**Consignes:**
• 1. Pour chacune des affirmations suivantes, indiquez par oui ou par non si elle concorde avec le texte sur le rapprochement entre la RDC et Israël, en citant les mots décisifs du texte. (a) Bob Kabamba est chercheur à l'université de Liège. (b) D'après Bob Kabamba, l'opinion publique congolaise est favorable à Israël. (c) L'Union africaine a pris position contre le plan de paix de Donald Trump le 10 février 2020.
• 2. D'après le texte sur le rapprochement entre la RDC et Israël, quelle fonction Félix Tshisekedi occupe-t-il au sein de l'Union africaine ?
• 3. Reprenez le texte sur le rapprochement entre la RDC et Israël à la suite de sa dernière phrase et poursuivez-le.

Selon des observateurs avisés, les principales communautés évangéliques des Etats-Unis soutiennent la politique israélienne au Proche-Orient. Et en tant fidèle d’une Eglise pentecôtiste à Kinshasa, le président Félix Tshisekedi a exprimé, versets bibliques à l’appui, son désir de tisser avec Israël « des liens forts et une alliance » dans laquelle la RDC sera « une bénédiction pour la nation d’Israël, selon la promesse de l’Eternel qui dit à Abraham dans Genèse 12:3 ; ‘Je bénirai ceux qui te béniront’ ».

Pourquoi a-t-il choisi de naviguer à contre courant ?

Dans son interview à TV5 Monde, Bob Kabamba, politologue, spécialiste de la République démocratique du Congo, pense que la prise de position du Président Félix Tshisekedi n’est le fruit d’une quelconque pression des communautés évangéliques congolaises.

L’opinion publique congolaise reste très pro-palestinienne“, affirme le chercheur qui estime que l’annonce de ce rapprochement reste surprenante dans la mesure où Félix Tshisekedi vient de prendre à contre-pied les positions de l’Union Africaine dont il est le Vice-Président.

Le sud-africain Cyril Ramaphosa qui est à la tête de l’Union africaine, avait tenu des propos assez durs contre le plan de paix de Donald Trump. L’Union africaine s’est clairement prononcée le 10 février 2020, contre « ce plan qui ne reconnaît pas aux Palestiniens la possibilité de constituer un Etat », a expliqué  dans une interview Bob Kabamba, chercheur à l’université de Liège en Belgique.

Le président de la RDC prend le risque de l’isolement sur le continent“, ajoute le chercheur. Félix Tshisekedi veut également mettre en place une coopération avec Israël notamment sur les questions agricoles.

“Les investissements israéliens en RDC envisagés n’auront pas le poids qu’aurait pu avoir l’argent des pays arabes du Golfe, notamment celui des Émirats arabes unis”, estime Bob Kabamba.

Pourquoi une telle position ? S’il s’est agi de l’argent dont Félix a besoin pour financer son programme, il aurait gardé la position de ses pairs africains et brasser les milliards des économies arabes. La raison est à chercher plutôt dans les rapports tumultueux entre Kinshasa et Washington.

A en croire certaines langues, Félix Tshisekedi entend harmoniser la coopération avec les USA et Israël, principaux alliés du Rwanda qui mènent la guerre dans l’Est de la RDC, après près de 20 ans d’hivernage.

Ce rapprochement permettra, selon des sources concordantes d’obtenir le soutien des mêmes alliés pour dissuader le Rwanda, principal parrain des groupes armés qui écument l’Est de la RDC.

Cependant, ce rapprochement ne saurait être possible sans divorce avec le FCC. Car l’administration Trump ne veut plus entendre parler de l’influence de Joseph Kabila jugé responsable de l’instabilité et du pillage des minerais dans le pays.

**Extrait des données:**
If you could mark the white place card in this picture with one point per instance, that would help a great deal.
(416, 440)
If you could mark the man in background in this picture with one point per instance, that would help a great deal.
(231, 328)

**Réponses par consigne:**
• 1.
(a) Oui : « Bob Kabamba, chercheur à l’université de Liège en Belgique ».
(b) Non : « L’opinion publique congolaise reste très pro-palestinienne ».
(c) Oui : « L’Union africaine s’est clairement prononcée le 10 février 2020, contre « ce plan qui ne reconnaît pas aux Palestiniens la possibilité de constituer un Etat » ».

• 2. Il en est le Vice-Président.

• 3.
Après près de 20 ans de règne, Washington veut tourner la page Kabila, affirme le politologue Bob Kabamba, et n’entend pas lever ses sanctions contre ses proches malgré le plaidoyer de Félix Tshisekedi l’année dernière à Washington. Fatshi va-t-il finalement lâcher Joseph Kabila pour célébrer ses noces avec les USA et Israël ou va-t-il amené ses nouveaux partenaires à comprendre qu’il ne constitue plus une menace pur leurs intérêts ?

Pression de Washington

Avec une majorité écrasante obtenue par sa famille politique aux législatives nationales, provinciales, sénatoriales et gouvernorales, Joseph Kabila reste omniprésent dans le sérail. UDPS, le parti présidentiel sans ses alliés, n’a pas pu remporter qu’une trentaine de sièges sur les 500 que compte l’Assemblée nationale. Aussi, la formation politique présidentielle ne contrôle qu’une seule province sur 26.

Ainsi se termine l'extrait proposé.